__Point annotation data__.
______________________________

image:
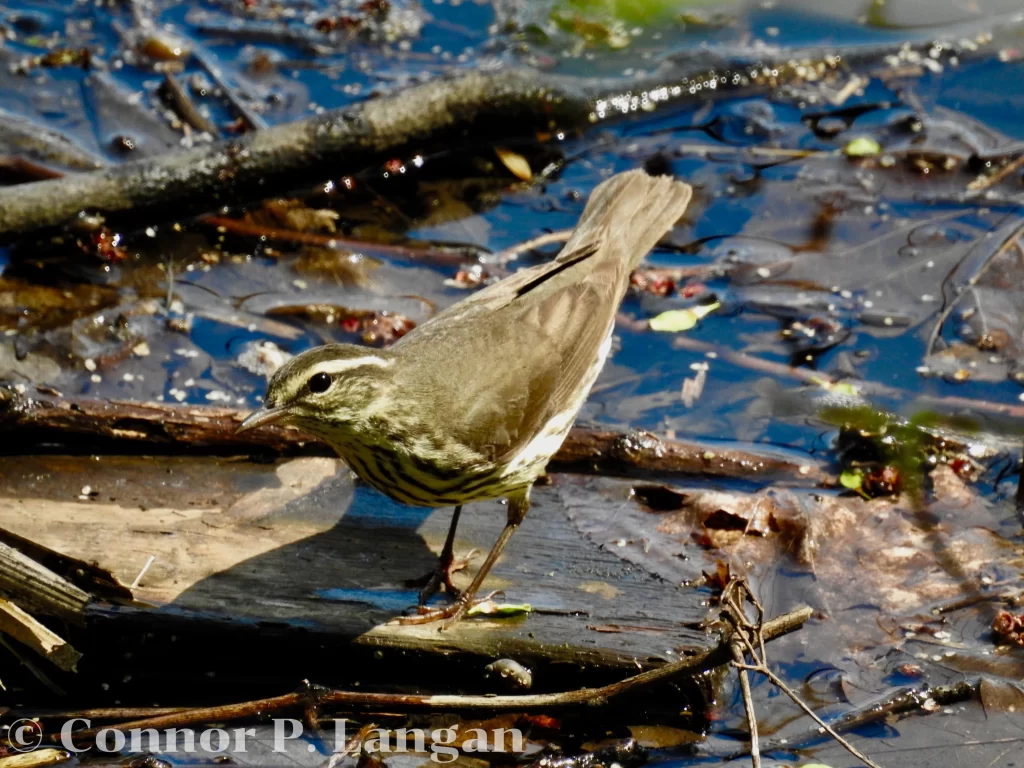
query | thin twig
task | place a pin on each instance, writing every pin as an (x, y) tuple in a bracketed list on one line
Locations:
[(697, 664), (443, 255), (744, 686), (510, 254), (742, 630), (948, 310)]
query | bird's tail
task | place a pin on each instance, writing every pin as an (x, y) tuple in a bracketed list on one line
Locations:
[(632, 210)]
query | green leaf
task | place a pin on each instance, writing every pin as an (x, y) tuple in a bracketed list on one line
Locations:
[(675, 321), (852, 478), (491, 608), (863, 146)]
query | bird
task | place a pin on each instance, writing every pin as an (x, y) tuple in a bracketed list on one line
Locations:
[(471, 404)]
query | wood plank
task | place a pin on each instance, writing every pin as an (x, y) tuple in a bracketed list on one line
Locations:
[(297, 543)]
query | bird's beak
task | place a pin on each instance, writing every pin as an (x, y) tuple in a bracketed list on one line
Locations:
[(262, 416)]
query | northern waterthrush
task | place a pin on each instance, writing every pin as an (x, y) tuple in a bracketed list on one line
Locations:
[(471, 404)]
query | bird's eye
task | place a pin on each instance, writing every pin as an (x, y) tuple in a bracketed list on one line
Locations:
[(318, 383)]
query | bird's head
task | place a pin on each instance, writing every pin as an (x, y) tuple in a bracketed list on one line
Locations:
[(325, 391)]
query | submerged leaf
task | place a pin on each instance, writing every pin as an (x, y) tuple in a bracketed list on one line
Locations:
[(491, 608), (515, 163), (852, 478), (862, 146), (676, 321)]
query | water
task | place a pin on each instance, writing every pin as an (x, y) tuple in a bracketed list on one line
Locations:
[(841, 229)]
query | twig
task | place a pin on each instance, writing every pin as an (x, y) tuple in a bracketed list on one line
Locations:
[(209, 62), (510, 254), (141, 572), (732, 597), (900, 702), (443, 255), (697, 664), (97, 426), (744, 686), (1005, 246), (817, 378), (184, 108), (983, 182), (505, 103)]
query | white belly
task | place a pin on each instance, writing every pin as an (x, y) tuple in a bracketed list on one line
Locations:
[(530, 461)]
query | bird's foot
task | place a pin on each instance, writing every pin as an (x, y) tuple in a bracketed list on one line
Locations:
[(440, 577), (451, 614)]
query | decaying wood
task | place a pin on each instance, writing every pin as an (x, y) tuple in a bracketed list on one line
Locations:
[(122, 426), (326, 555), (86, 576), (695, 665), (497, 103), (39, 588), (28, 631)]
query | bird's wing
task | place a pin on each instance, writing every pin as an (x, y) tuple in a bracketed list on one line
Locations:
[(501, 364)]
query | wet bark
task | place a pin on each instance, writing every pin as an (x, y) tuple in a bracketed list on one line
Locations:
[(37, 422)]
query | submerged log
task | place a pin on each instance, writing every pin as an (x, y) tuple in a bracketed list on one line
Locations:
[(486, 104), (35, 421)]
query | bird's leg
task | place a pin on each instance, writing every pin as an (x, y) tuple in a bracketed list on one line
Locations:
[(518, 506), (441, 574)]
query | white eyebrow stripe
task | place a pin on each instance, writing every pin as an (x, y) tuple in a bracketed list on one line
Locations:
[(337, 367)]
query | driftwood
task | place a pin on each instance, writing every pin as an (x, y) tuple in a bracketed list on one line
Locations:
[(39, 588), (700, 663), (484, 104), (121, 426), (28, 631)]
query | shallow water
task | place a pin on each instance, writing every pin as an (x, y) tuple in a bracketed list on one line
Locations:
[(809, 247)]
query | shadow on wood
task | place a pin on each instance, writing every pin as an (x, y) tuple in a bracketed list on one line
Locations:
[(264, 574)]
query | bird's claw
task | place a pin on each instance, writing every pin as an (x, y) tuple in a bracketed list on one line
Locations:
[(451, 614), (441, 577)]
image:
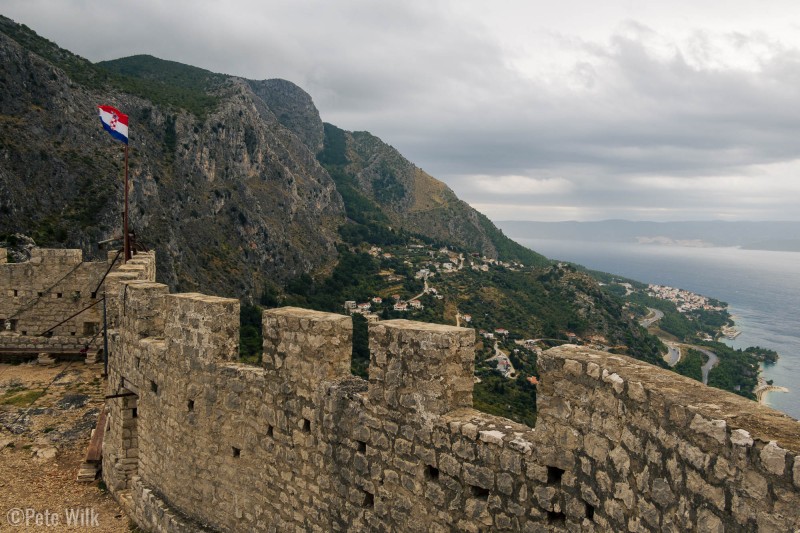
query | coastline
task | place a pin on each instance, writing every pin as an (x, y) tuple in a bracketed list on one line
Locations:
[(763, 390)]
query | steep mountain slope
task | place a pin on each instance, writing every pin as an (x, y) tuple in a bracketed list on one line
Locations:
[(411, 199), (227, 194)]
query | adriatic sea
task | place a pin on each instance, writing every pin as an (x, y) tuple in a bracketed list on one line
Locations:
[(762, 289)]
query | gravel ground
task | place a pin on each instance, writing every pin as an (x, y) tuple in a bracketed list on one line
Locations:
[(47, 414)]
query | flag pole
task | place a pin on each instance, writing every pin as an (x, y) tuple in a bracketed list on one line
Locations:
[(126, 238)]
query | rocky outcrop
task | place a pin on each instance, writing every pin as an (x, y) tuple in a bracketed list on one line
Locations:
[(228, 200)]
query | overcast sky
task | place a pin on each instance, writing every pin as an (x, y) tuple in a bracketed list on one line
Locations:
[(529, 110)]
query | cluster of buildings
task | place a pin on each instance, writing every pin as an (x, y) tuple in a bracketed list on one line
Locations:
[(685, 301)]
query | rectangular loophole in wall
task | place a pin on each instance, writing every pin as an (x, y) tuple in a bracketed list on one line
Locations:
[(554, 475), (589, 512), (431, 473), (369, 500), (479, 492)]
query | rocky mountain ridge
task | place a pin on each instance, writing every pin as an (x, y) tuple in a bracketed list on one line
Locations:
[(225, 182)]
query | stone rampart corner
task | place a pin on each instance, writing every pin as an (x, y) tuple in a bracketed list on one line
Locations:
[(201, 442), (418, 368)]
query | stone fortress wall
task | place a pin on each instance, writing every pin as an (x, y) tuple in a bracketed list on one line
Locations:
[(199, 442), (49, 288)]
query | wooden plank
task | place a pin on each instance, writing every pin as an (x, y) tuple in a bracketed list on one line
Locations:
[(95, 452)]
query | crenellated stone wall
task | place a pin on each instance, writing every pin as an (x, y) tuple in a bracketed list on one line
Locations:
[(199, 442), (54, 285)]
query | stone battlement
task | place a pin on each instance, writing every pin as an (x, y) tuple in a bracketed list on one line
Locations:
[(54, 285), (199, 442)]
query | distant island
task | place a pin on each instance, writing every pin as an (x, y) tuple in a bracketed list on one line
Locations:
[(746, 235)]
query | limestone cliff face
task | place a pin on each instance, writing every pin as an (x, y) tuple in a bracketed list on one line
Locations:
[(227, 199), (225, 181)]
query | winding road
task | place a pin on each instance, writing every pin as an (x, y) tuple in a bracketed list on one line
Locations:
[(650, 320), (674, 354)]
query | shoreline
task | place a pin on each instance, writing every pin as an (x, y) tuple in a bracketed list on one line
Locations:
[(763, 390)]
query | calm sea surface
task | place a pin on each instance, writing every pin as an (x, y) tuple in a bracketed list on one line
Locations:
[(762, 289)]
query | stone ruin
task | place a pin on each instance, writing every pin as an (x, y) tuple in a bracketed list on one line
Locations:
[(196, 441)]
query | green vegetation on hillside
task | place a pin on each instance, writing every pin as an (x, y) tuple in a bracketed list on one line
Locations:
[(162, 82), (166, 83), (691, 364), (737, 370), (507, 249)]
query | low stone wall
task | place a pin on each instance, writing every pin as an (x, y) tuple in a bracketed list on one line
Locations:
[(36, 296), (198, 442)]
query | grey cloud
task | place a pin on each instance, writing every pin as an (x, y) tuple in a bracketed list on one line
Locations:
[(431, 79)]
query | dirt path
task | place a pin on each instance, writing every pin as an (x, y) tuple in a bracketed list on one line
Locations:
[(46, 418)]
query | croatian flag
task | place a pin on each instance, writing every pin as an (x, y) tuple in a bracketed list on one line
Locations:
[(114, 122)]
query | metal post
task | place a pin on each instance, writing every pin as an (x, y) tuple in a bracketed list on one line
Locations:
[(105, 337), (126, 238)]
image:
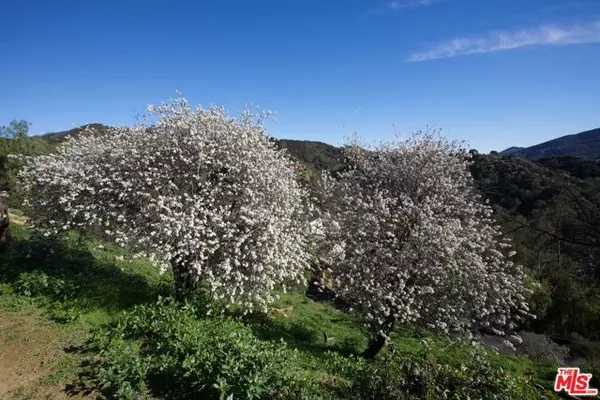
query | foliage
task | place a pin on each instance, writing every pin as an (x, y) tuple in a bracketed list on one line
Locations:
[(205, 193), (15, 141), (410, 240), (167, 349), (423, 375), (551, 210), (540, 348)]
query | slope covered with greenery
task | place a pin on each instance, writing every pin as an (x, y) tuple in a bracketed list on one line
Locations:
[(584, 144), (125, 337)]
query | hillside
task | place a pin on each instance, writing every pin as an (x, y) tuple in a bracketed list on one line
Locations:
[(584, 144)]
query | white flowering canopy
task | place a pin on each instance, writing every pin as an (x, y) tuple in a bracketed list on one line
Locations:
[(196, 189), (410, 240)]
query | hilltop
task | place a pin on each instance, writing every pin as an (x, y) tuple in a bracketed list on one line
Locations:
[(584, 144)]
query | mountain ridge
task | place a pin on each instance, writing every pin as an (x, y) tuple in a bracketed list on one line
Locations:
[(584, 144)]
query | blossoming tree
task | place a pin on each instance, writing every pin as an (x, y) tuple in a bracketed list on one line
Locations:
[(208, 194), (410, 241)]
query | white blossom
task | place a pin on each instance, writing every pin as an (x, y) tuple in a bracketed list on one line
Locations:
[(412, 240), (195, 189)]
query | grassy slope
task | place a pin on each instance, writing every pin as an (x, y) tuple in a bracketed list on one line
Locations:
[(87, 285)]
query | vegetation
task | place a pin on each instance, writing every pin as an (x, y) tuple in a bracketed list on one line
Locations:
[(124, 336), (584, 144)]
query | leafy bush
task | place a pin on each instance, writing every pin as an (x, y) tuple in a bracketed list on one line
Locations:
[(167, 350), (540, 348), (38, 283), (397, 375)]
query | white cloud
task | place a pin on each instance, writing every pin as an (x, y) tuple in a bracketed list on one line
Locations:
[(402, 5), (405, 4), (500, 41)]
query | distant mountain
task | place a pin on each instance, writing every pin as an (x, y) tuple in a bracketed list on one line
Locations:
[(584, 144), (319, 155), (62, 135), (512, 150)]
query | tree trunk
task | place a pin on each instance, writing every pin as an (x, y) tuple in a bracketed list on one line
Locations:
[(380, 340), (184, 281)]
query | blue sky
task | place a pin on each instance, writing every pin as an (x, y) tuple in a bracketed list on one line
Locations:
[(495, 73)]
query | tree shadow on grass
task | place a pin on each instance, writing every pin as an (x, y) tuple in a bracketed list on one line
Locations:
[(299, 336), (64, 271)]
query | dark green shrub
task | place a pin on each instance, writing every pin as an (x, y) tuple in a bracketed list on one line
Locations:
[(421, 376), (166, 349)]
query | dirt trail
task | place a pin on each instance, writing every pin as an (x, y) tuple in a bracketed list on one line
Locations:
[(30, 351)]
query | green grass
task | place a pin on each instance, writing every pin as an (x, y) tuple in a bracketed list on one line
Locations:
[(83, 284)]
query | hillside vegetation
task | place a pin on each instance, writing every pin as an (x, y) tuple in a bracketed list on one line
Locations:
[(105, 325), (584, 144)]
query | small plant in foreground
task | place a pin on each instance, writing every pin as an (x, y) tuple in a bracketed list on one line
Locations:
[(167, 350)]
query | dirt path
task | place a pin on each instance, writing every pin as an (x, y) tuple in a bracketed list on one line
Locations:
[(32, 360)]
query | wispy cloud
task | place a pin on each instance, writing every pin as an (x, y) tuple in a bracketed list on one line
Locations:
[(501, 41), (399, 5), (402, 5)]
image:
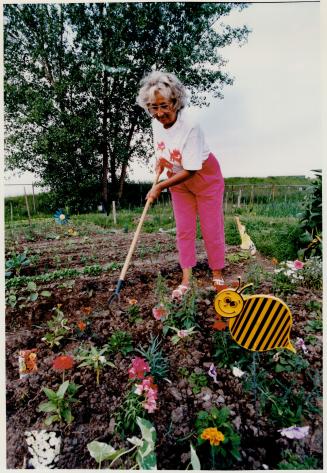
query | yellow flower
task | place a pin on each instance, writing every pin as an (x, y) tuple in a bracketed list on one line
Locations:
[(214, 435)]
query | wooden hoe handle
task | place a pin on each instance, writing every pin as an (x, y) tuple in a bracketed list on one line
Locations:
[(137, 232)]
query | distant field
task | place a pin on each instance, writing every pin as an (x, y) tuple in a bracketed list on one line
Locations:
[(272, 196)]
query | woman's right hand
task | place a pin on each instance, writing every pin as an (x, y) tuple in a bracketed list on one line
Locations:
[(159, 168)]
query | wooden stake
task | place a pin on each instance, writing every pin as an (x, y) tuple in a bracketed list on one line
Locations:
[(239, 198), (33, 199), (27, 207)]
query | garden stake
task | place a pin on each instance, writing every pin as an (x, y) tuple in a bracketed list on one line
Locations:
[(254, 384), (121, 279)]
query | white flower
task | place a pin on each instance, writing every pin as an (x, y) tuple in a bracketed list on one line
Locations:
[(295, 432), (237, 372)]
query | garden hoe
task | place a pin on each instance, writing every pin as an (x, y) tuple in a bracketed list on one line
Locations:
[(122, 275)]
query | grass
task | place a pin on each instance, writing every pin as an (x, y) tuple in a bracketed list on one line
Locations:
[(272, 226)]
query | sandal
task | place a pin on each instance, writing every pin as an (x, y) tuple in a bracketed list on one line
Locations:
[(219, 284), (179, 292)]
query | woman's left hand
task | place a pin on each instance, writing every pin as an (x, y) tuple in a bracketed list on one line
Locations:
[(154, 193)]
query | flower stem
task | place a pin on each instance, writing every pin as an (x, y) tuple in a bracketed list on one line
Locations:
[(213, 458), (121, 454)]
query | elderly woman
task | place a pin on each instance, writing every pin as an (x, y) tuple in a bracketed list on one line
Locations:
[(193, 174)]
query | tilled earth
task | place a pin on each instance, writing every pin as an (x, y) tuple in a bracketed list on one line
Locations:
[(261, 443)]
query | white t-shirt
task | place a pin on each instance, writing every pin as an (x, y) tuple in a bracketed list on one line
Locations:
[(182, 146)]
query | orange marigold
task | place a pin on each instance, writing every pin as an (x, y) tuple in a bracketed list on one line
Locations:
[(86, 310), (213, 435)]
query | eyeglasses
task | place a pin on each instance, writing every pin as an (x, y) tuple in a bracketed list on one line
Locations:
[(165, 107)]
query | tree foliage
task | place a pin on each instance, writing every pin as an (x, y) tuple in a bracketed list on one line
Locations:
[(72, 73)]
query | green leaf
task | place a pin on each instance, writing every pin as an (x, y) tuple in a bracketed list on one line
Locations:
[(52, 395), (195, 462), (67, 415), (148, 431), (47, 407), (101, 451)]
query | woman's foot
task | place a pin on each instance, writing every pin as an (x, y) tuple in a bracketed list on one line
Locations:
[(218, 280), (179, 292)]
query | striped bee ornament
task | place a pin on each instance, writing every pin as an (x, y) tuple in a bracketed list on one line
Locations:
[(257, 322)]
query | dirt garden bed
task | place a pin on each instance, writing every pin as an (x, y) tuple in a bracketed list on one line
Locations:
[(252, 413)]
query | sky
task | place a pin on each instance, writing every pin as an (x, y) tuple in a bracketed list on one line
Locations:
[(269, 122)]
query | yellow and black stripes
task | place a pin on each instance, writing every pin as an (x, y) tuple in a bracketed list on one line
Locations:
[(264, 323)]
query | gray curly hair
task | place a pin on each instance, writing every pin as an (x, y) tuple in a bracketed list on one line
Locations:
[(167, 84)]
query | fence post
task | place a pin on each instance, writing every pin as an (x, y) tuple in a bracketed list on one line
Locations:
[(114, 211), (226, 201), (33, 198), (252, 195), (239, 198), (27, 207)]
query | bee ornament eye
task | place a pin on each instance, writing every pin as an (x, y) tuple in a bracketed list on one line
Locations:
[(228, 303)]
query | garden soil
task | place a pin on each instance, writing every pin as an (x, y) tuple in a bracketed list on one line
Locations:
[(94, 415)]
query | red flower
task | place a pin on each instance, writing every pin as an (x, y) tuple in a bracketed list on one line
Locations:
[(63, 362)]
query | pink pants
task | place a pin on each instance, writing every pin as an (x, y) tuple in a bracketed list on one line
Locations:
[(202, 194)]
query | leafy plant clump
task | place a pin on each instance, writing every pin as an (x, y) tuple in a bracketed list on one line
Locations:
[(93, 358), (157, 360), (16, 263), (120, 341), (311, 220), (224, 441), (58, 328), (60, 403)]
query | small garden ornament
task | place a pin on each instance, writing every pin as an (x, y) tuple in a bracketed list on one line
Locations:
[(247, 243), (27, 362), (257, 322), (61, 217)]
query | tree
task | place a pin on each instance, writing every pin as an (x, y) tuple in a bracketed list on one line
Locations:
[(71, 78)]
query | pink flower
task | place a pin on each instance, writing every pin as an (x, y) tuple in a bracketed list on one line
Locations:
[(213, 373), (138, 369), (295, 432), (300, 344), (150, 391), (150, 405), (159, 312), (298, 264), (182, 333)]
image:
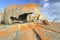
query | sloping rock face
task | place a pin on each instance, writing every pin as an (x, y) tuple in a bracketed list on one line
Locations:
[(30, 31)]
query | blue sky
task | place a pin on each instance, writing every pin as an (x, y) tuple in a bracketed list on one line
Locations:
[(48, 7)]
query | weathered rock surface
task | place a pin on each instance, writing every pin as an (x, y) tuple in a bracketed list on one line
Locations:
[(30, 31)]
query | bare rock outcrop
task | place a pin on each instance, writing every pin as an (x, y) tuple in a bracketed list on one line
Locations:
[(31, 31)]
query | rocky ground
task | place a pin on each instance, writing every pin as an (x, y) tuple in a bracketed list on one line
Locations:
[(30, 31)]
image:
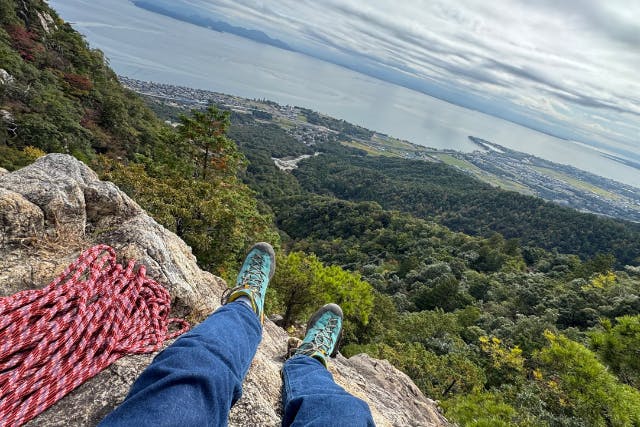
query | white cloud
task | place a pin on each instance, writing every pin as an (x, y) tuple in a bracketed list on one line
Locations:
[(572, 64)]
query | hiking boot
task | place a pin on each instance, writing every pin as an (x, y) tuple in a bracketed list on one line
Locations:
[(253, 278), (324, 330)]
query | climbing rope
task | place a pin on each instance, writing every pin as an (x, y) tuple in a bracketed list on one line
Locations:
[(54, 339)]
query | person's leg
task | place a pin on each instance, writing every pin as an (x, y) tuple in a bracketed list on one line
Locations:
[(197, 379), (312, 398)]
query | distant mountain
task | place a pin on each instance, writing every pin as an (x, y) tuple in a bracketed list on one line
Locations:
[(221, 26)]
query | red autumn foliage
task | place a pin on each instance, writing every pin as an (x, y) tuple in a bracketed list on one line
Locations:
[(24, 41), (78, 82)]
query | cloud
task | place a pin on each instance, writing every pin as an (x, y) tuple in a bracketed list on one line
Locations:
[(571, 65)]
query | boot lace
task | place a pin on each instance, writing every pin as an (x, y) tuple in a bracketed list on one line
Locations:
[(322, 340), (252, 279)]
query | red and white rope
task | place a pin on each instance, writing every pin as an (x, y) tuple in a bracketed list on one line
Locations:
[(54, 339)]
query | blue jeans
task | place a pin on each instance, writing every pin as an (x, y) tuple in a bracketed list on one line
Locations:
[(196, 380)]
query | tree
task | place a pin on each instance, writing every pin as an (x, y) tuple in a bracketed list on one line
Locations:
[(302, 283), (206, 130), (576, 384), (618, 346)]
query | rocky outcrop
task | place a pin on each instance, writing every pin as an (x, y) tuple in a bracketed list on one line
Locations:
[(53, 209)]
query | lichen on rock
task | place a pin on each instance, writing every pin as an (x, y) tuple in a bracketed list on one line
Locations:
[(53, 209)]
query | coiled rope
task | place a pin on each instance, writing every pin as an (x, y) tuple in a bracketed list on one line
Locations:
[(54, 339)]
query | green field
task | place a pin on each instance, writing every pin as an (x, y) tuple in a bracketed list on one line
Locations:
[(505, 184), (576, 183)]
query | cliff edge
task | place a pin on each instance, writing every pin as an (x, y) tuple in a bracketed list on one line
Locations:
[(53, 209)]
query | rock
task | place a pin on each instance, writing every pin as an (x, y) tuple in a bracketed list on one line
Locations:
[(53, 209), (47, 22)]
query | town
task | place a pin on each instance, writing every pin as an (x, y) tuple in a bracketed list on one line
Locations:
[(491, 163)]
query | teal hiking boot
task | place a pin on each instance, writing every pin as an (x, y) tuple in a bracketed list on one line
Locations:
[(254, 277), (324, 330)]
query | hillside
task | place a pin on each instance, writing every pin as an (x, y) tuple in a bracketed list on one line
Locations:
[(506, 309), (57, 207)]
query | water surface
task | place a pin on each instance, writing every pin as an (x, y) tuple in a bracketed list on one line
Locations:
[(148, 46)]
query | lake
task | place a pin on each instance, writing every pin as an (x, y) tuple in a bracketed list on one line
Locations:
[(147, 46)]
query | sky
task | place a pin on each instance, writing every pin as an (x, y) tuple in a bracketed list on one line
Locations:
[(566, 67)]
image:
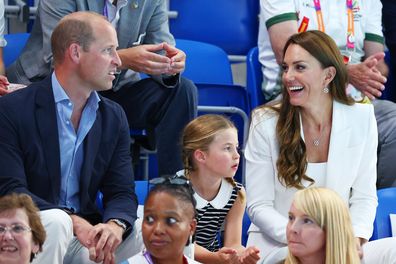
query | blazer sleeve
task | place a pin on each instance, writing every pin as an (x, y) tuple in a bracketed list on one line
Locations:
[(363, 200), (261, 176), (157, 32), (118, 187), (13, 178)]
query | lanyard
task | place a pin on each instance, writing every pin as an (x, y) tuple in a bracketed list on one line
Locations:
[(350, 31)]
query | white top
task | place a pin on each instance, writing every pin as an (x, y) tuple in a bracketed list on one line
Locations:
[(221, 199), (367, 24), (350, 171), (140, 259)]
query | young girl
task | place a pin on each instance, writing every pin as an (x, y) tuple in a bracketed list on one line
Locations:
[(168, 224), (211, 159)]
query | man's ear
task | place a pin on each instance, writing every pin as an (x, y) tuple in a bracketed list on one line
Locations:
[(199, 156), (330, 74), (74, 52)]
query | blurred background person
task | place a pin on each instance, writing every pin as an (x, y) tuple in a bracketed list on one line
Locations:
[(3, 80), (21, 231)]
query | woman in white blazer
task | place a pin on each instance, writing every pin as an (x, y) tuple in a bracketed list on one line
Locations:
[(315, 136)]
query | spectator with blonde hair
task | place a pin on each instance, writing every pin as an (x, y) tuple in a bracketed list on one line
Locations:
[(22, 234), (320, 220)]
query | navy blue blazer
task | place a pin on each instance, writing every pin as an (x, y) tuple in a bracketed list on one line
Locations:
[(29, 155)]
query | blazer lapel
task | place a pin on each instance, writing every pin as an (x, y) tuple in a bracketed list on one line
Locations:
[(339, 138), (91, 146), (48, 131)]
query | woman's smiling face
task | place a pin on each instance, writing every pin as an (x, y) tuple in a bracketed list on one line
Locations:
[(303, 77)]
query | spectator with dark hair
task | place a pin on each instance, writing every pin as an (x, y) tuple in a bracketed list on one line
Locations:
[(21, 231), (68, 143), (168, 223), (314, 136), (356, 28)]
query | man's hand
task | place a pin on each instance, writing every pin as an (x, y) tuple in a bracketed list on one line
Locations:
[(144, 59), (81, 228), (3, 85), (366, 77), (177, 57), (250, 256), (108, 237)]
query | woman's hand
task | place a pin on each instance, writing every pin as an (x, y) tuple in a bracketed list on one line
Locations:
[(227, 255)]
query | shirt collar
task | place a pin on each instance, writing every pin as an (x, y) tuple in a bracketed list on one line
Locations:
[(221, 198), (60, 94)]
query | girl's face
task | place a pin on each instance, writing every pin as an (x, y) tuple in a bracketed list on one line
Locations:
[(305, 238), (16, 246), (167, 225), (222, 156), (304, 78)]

______________________________

__Given task__.
Substitute "Coordinates" for "Locations" everywhere from the line of the listing containing "query | wispy cloud" down to the line containing "[(137, 232)]", and reproduce those lines otherwise unchanged. Leave the pictures out.

__Correct result__.
query | wispy cloud
task | place a pin on each instance, writing every pin as an (x, y) tuple in a bracketed list on one line
Coordinates:
[(501, 41), (399, 5), (402, 5)]
image:
query | yellow flower
task | place a pin on each instance, writing every pin as an (x, y) tuple in a bracketed list on one line
Coordinates:
[(214, 435)]
query | wooden hoe handle
task | place a pin on each instance, writing every pin as an (x, y) tuple in a bracketed list on one line
Coordinates:
[(137, 232)]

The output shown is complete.